Without including any pictures, retype exactly the lines from the top of the records through the line containing "Target: woman's right eye", that final line included.

=== STORED DATA ===

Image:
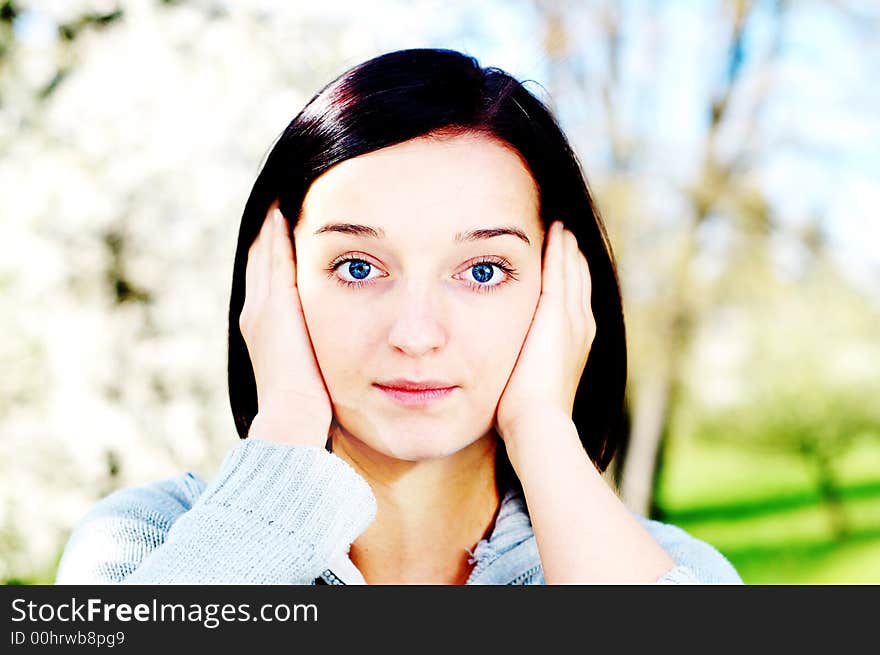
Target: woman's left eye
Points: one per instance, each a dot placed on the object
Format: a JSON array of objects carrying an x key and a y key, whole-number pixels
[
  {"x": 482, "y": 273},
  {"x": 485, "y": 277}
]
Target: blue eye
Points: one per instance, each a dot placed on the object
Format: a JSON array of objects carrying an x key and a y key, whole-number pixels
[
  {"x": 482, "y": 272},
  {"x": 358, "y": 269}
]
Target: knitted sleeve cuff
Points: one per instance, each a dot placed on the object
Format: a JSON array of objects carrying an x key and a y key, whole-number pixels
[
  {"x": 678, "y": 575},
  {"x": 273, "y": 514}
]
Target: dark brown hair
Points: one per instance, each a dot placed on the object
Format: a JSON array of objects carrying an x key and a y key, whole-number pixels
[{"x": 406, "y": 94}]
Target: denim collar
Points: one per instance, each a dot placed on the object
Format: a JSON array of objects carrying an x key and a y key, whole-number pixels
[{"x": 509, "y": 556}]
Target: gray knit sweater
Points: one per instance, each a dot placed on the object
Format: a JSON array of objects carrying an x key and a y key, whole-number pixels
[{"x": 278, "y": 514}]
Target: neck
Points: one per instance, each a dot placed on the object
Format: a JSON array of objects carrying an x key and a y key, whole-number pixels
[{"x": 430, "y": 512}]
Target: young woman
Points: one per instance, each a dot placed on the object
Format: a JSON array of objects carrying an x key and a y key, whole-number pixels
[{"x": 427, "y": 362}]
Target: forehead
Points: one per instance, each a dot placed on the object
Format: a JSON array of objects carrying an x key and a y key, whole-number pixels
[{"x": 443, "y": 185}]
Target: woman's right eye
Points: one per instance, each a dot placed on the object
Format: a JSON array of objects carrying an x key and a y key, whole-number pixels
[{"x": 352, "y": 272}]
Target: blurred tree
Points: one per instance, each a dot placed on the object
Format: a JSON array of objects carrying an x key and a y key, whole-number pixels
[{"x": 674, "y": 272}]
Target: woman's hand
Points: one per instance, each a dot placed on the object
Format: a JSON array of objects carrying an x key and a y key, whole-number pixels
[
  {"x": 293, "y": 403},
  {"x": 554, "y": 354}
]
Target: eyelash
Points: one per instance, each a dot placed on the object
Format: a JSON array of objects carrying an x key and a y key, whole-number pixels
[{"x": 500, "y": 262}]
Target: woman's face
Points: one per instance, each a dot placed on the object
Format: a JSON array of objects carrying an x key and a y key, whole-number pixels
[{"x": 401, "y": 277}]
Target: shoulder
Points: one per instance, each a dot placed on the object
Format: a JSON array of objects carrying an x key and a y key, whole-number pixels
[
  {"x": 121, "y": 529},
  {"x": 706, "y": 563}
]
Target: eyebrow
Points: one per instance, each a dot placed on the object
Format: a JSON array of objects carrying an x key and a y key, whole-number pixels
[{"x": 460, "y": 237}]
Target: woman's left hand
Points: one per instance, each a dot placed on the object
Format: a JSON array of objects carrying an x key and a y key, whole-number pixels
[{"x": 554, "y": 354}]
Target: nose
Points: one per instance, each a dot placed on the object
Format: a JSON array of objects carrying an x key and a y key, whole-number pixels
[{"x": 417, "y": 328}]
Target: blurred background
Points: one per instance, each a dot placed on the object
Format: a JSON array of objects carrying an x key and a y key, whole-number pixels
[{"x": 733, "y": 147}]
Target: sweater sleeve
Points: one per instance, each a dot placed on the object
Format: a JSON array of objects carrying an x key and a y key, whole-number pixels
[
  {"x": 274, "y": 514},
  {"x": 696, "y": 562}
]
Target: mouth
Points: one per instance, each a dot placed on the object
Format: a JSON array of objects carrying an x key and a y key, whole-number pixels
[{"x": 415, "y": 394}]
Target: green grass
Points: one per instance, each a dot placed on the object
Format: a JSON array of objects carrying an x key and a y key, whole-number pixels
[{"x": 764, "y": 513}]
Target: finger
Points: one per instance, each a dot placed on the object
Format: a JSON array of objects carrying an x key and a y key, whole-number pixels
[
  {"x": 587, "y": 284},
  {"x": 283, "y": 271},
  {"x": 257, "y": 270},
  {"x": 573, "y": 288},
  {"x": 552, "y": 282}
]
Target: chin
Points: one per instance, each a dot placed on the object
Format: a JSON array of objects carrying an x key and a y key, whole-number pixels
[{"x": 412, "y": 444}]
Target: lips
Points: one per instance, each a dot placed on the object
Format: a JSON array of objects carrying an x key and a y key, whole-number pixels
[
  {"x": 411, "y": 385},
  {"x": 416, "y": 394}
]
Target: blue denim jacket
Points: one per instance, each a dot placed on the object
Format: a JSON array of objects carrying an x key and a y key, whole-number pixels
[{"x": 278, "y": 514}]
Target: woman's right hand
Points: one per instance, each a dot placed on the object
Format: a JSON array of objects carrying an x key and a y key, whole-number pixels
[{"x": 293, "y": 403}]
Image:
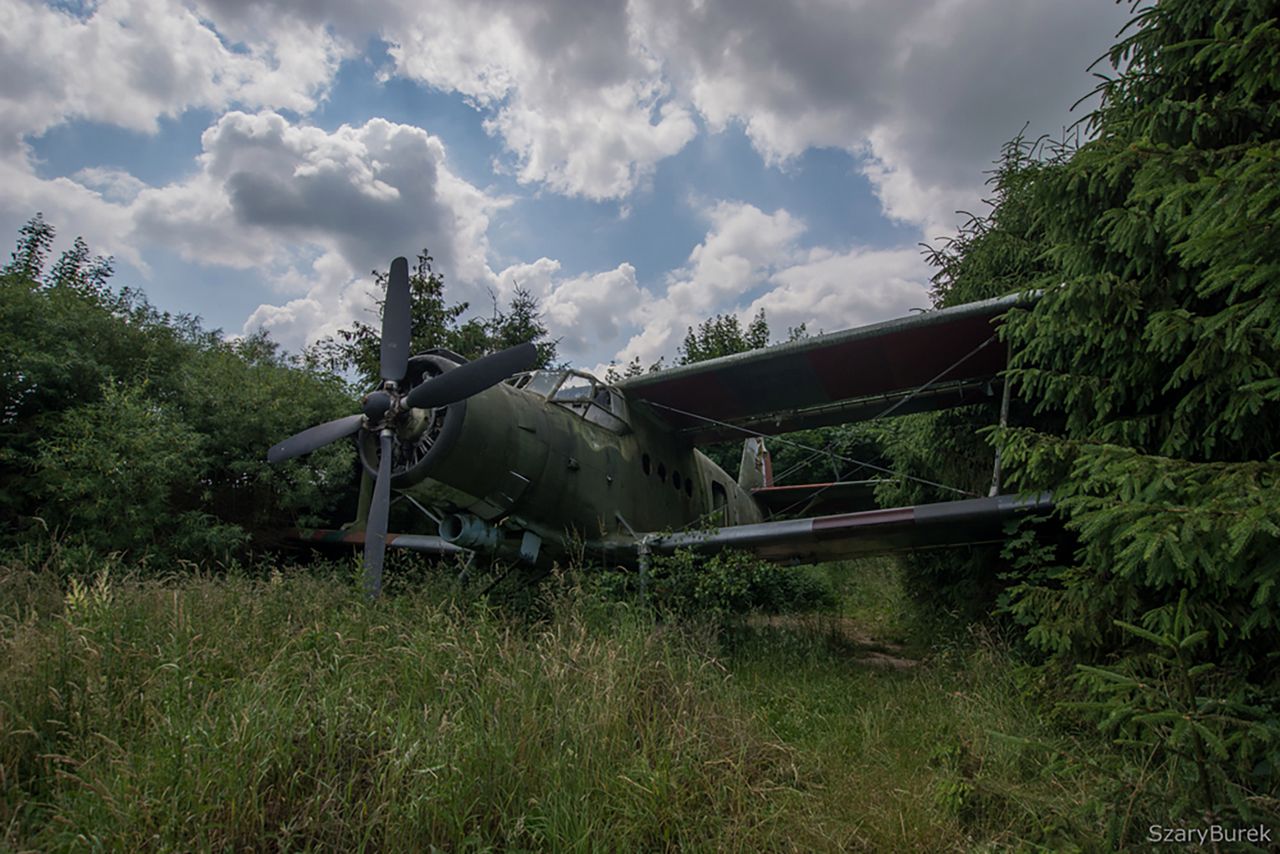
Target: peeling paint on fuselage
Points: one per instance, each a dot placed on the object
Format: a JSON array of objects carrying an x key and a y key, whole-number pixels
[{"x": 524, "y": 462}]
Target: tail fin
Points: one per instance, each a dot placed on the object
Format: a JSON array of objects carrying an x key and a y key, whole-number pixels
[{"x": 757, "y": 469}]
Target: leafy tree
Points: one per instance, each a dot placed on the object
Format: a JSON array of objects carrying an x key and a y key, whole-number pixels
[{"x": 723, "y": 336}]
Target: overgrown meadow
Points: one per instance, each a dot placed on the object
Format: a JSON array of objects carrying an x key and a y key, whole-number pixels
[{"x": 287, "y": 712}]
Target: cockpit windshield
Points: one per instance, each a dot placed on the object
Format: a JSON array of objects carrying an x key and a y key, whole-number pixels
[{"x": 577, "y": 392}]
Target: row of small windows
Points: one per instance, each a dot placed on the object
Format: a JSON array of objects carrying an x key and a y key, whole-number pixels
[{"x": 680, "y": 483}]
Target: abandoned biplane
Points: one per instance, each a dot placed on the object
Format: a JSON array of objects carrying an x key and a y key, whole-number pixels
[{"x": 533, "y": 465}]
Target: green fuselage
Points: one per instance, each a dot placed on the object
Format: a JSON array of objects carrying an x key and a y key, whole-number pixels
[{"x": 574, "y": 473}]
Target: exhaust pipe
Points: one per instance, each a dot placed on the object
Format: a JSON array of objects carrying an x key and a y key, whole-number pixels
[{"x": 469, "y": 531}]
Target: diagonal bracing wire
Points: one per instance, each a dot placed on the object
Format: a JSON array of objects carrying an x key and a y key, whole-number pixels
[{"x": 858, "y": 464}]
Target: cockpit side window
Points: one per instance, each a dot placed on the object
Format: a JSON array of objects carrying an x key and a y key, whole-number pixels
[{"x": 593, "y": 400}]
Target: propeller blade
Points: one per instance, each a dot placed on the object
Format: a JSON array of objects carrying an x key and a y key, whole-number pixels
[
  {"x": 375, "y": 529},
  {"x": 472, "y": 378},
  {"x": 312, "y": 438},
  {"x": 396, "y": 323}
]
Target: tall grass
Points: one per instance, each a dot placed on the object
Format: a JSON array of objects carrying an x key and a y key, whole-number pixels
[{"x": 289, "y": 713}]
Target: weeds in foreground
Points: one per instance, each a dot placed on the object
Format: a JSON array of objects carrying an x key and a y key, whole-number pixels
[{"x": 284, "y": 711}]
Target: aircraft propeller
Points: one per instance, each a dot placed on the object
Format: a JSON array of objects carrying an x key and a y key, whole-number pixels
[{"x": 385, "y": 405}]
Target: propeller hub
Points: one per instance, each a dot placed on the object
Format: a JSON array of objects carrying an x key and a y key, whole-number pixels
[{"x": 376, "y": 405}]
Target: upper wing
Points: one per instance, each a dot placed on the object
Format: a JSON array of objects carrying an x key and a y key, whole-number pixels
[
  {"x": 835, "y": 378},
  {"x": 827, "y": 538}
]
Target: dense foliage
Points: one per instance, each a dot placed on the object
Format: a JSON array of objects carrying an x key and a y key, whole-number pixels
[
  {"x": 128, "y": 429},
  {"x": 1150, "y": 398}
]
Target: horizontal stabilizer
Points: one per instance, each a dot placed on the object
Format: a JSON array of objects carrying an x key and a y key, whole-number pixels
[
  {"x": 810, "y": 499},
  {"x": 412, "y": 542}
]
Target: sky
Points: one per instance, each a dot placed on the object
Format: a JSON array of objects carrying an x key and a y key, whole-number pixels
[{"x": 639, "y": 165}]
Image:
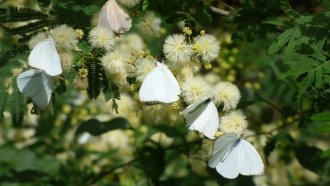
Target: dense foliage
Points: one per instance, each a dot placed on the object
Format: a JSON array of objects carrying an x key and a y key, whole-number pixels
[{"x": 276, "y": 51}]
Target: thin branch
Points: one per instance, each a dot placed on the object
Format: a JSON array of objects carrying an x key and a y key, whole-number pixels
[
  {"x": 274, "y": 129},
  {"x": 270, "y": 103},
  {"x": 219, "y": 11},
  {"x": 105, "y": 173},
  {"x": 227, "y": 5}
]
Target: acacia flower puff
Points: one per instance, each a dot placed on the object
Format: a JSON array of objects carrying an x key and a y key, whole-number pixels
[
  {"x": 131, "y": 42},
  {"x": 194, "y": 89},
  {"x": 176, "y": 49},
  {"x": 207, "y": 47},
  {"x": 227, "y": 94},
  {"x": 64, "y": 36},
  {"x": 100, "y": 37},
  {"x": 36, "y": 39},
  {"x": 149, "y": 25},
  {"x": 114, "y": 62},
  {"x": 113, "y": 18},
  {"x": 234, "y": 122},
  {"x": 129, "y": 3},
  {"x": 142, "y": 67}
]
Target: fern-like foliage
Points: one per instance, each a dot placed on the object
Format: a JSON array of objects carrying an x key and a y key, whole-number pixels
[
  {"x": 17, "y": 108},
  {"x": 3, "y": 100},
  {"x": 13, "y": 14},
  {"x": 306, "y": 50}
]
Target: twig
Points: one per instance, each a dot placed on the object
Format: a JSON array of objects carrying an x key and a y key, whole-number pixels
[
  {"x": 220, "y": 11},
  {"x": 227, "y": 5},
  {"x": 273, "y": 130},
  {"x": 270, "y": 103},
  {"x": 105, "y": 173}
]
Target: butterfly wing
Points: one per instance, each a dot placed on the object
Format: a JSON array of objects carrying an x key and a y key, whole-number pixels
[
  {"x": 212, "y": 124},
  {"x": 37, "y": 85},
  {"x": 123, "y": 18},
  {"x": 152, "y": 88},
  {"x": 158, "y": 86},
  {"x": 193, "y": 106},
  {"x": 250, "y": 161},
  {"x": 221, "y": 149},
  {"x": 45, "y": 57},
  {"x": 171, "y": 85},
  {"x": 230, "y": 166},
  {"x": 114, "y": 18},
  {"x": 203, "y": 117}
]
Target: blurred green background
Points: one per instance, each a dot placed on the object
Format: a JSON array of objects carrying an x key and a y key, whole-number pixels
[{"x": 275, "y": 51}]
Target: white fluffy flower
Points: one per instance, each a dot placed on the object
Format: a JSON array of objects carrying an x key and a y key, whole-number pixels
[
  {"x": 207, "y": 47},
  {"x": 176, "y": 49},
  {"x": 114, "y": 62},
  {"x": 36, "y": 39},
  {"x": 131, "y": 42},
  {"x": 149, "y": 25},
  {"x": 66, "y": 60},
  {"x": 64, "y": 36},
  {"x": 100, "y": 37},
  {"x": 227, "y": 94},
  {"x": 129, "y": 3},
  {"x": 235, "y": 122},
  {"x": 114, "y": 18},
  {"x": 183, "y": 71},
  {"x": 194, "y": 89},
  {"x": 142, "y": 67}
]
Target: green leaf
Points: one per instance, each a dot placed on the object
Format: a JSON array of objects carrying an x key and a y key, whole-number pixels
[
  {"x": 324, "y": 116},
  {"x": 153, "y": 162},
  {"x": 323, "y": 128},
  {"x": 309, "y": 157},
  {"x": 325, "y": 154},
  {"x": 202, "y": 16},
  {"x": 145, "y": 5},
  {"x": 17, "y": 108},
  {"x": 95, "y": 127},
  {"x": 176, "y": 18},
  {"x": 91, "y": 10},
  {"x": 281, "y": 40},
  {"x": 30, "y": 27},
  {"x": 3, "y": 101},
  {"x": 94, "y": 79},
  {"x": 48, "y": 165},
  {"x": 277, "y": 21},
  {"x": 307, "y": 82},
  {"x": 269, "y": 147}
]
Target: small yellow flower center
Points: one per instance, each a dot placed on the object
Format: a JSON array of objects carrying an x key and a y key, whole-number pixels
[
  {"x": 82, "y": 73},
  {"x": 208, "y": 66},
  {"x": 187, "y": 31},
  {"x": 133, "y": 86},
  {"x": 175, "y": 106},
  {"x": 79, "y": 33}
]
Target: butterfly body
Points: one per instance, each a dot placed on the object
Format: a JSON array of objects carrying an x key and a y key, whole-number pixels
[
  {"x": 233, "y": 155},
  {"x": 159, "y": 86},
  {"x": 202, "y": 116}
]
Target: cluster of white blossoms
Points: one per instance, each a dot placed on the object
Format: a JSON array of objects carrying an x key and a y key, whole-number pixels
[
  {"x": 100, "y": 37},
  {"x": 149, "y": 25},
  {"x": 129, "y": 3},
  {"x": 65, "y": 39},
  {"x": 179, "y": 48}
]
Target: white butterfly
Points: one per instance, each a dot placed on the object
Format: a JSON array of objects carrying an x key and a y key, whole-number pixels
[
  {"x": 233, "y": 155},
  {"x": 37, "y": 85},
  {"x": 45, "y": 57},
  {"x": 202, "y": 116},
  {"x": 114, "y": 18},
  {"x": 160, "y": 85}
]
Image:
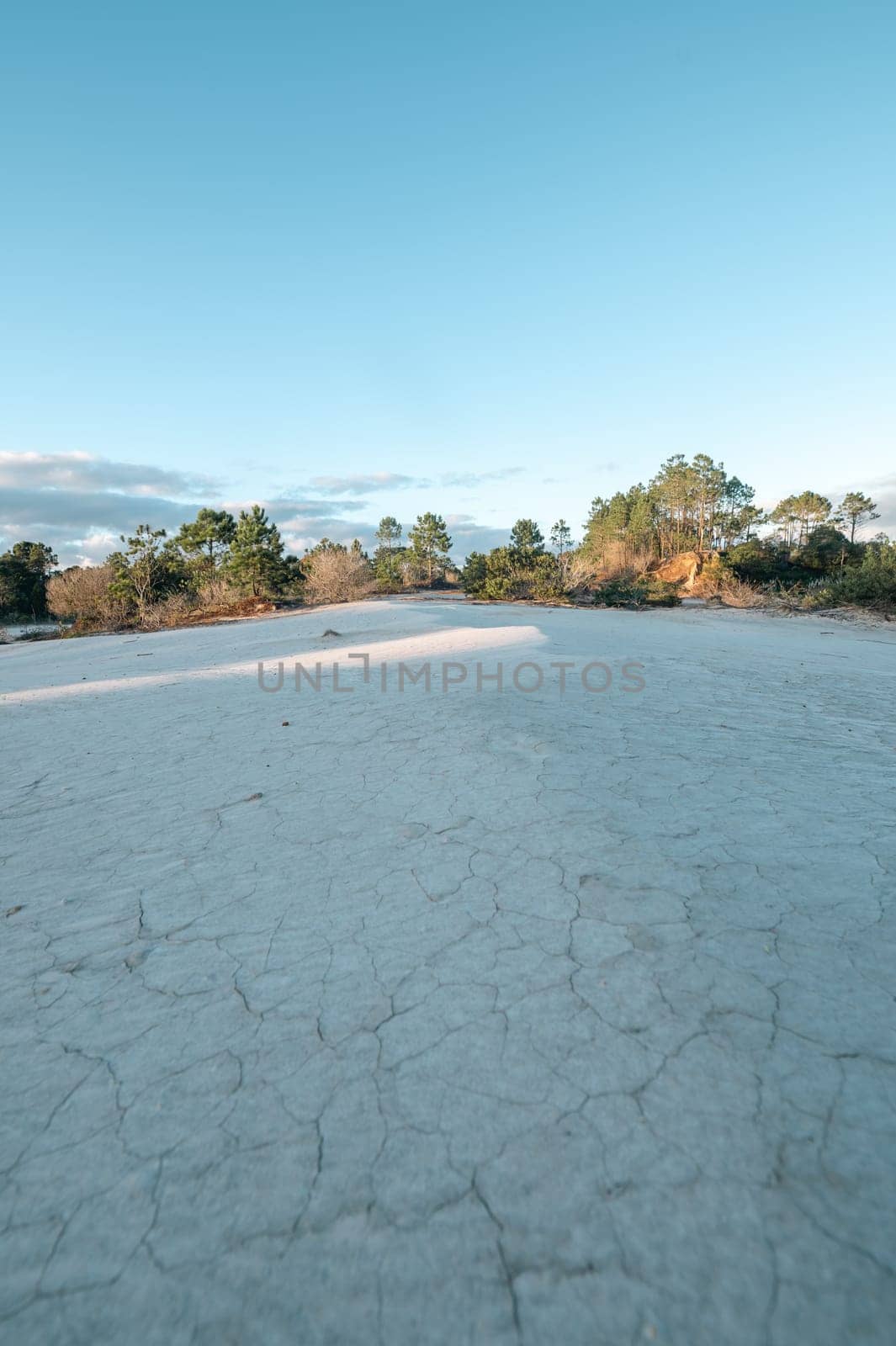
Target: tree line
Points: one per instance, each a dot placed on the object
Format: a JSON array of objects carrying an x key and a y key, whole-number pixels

===

FINISHED TASK =
Image:
Target: woman's left eye
Points: one per instance, each a dot placed on the object
Format: a JSON array of objects carrying an x key and a y key, whole-number pixels
[
  {"x": 482, "y": 273},
  {"x": 485, "y": 277}
]
Target: blue eye
Points: one per instance, each a dot placed on the object
Format: a JSON array of objects carrying an x key and a y key, whole-number pixels
[
  {"x": 482, "y": 272},
  {"x": 358, "y": 269}
]
Target: knitted sleeve cuff
Points: one per instance, each a dot placed on the object
Format: a JSON array of objects carrying an x key and a y key, whole-number pixels
[
  {"x": 678, "y": 575},
  {"x": 273, "y": 514}
]
Target: dark brown hair
Points: one per instance, each a dot placed on the object
Format: a JSON array of objects carrying an x key and a y key, whole-number pixels
[{"x": 406, "y": 94}]
Target: denim collar
Points: one per instance, each a dot placed on the object
Format: a JSON array of objects carrying an x key and a y key, whole-number pixels
[{"x": 509, "y": 556}]
Target: gray knit sweater
Points: one per instance, each a dot placed on the object
Format: a JSON array of objects carrying an x key and a y key, whole-number pixels
[{"x": 278, "y": 514}]
Target: neck
Points: one per instance, each a dot placed on the object
Format: a JSON array of objects carrying an x key and a y key, whole-number pixels
[{"x": 430, "y": 512}]
Target: young woman
Points: one per instance, each a dot placed on the object
Format: a JSON array of objects carrying an x key and a y key, whole-number pixels
[{"x": 427, "y": 362}]
Target: forehead
Points: one per instance, each a dot placed on the object
Format: a JSON array of objects carrying an x key and a y key, whole-number pixels
[{"x": 443, "y": 185}]
Target: woman's right eye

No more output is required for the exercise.